> **WHAT TO DO**
Everything from the line containing "the horse's back" to the final line of the records below should be given again exactly, and nothing else.
● ● ● ●
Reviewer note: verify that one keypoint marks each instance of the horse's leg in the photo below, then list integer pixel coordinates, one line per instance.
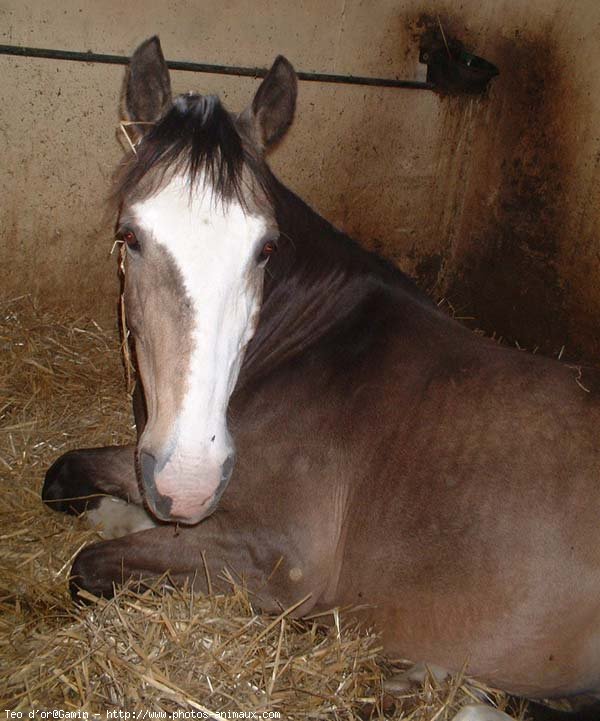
(103, 482)
(272, 567)
(78, 480)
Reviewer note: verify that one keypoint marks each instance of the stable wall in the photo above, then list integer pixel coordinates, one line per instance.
(490, 202)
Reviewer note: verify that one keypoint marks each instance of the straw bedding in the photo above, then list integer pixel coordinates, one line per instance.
(62, 387)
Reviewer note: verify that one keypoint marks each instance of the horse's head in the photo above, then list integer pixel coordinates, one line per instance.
(199, 225)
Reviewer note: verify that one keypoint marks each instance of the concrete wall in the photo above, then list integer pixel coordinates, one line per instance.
(492, 202)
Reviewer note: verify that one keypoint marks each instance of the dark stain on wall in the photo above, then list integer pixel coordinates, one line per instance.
(508, 271)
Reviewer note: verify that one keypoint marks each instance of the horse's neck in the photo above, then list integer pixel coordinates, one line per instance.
(313, 285)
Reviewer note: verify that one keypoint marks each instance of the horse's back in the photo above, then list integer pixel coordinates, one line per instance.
(476, 532)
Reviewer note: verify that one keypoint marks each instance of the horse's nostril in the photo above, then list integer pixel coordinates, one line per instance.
(147, 466)
(227, 468)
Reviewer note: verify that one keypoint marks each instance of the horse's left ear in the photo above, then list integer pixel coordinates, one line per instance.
(148, 90)
(272, 109)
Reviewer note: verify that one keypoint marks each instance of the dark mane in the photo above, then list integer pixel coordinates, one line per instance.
(199, 138)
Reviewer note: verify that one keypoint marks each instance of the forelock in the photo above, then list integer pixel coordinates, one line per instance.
(200, 140)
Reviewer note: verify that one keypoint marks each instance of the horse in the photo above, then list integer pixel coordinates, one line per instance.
(308, 417)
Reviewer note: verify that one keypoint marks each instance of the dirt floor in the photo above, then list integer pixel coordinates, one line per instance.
(62, 387)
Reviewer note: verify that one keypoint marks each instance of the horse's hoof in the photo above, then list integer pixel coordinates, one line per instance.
(86, 575)
(67, 488)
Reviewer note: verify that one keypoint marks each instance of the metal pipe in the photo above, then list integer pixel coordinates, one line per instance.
(90, 57)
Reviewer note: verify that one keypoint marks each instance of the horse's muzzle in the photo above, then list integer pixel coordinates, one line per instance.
(178, 500)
● ● ● ●
> **WRITTEN SOLUTION**
Reviewer note: verify that one keypoint marks each instance of the horse's back in the photo above, then list integer pixel coordinates, one line per instance.
(476, 532)
Reviewer note: verify that one keypoint marks each instance of the horse's nostril in the photo above, then list integer pixel coordinates, one line per instance.
(147, 466)
(227, 468)
Reviewer note: verify that one keypoint marks each instance of the horse's left ear in the photo above, then list integer pixel coordinates, one line per instance.
(148, 90)
(272, 109)
Reviewer note: verify that one keypoint marks each instance of the dark mane in the photo above, then list integer pixel coordinates, one line per instance.
(199, 138)
Reviewer note: verify that one keypoint marks each instance of the forelock in the photo above, then list integer pixel coordinates, one line per instance.
(200, 140)
Reviewer note: verify that one keypoint marks each instance of the horse in the photo above, then list integer pixel coordinates, one line per instance.
(308, 417)
Reviewer note: verify that one keypoint marks each instance of the dirt floor in the photo above, then list integer pixel coordinates, one line per instance.
(62, 387)
Reviewer note: verify that one keypoint marks each instance of the horse's hoof in the photo above, then list integer pixel coordinates, one line per instance.
(86, 575)
(67, 488)
Reviewer note: verify that one keypoint marks each instance of the metal pipe in the photo above, then list integer pixel coordinates, one line per instance.
(90, 57)
Reviewer note: verify that one keypoint marks each instance of the horse's muzzle in the photo above, then list integer pixel coordinates, one line per instance.
(178, 500)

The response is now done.